What to work on. Lay out the data as a JSON list of strings, one string per line with blank lines omitted. Begin at the line that contains "pocket flap, imagine" and stop after the line that contains "[[239, 253]]".
——
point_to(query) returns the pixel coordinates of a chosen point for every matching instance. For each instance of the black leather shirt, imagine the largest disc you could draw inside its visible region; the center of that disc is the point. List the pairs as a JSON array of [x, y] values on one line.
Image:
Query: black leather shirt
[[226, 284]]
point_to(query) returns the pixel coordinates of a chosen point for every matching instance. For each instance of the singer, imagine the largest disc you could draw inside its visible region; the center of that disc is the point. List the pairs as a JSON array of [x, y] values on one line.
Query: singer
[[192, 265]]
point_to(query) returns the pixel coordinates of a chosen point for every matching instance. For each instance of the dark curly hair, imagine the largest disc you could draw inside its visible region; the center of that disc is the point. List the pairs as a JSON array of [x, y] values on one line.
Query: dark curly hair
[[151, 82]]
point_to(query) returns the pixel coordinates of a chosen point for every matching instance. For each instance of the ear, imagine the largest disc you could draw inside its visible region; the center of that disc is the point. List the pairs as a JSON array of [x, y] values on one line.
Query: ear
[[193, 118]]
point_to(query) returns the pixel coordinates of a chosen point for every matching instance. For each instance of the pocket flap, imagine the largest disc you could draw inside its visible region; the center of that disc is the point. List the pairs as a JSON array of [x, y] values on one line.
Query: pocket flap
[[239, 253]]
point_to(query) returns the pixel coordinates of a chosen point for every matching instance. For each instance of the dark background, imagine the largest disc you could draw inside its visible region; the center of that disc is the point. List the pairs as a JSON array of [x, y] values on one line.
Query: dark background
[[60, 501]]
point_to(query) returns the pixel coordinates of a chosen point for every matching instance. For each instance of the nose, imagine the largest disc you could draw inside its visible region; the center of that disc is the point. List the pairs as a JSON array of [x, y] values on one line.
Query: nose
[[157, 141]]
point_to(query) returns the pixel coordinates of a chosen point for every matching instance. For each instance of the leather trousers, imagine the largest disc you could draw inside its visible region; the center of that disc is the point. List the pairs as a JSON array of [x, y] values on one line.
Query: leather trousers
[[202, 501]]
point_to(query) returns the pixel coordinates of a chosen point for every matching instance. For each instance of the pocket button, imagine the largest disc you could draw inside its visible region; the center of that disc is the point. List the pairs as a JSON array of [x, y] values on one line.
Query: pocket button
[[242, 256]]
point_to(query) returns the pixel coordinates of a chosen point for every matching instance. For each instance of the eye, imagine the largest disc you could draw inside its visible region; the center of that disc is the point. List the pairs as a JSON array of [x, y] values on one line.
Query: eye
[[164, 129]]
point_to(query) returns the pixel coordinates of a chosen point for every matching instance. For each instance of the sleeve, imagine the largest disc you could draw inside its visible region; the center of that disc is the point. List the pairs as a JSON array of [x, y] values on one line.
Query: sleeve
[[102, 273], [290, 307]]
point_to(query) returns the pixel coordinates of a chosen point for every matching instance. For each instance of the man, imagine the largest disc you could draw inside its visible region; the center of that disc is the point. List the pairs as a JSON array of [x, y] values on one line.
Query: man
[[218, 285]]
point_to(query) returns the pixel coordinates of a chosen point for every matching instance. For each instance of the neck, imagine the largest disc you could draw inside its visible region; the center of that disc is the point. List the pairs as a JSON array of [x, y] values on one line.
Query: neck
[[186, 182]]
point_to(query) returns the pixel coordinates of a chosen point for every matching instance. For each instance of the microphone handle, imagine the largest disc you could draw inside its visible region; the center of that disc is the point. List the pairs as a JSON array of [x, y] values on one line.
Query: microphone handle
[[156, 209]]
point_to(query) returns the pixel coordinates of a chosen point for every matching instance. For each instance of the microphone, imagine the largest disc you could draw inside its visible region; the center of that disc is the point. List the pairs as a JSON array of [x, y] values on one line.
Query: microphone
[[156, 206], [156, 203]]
——
Answer for the task.
[
  "point_to(query) returns the pixel coordinates of a chosen point for every matching instance. For each instance of the pocket flap, imagine the largest disc you could draw inside its visible region; the center of that disc is the point. List the pairs as a JSON array of [x, y] values on one line.",
  "Query: pocket flap",
  "[[239, 253]]"
]